* **Your goal**
Give back only the lines from the one with "Mark one point on each instance of the floral" through the last line of the data, exactly as they appear.

* **Data listing**
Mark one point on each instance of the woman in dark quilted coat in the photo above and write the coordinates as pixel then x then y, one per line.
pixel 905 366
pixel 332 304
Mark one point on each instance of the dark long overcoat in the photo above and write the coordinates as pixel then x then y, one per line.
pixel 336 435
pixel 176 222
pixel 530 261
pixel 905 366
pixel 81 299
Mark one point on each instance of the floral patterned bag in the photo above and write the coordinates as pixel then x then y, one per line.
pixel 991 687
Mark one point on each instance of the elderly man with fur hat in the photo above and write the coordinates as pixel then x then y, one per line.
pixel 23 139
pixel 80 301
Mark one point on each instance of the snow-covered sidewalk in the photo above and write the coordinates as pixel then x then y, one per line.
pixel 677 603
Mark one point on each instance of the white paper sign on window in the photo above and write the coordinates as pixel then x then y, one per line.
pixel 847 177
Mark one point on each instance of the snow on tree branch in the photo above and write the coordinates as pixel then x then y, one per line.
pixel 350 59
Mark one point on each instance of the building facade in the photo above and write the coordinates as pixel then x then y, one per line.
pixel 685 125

* **Answer space**
Mark one point on each instance of the floral patterned bag in the photo above and write the coordinates as pixel then x then y, one per line.
pixel 991 687
Mark one point on each instance of the elderly man with fur hat in the photo above and write the coordinates as pixel then x then y, one per line.
pixel 23 139
pixel 80 301
Mark one point on each instance of the snow-covered sidewalk in the photo above and write the coordinates as pixel then x then y, one per line.
pixel 677 603
Mark one point on each instance of the white paper sign on window in the photo above and write the coordinates as pixel then x then y, one per line.
pixel 847 177
Mark one point on each instance of the snow on tree branch in the photo above and write the coordinates as pixel then x then y, one per line.
pixel 350 59
Mark one point on each instance of the building facade in the photo above and write the coordinates as pixel then x then y, one per line.
pixel 685 125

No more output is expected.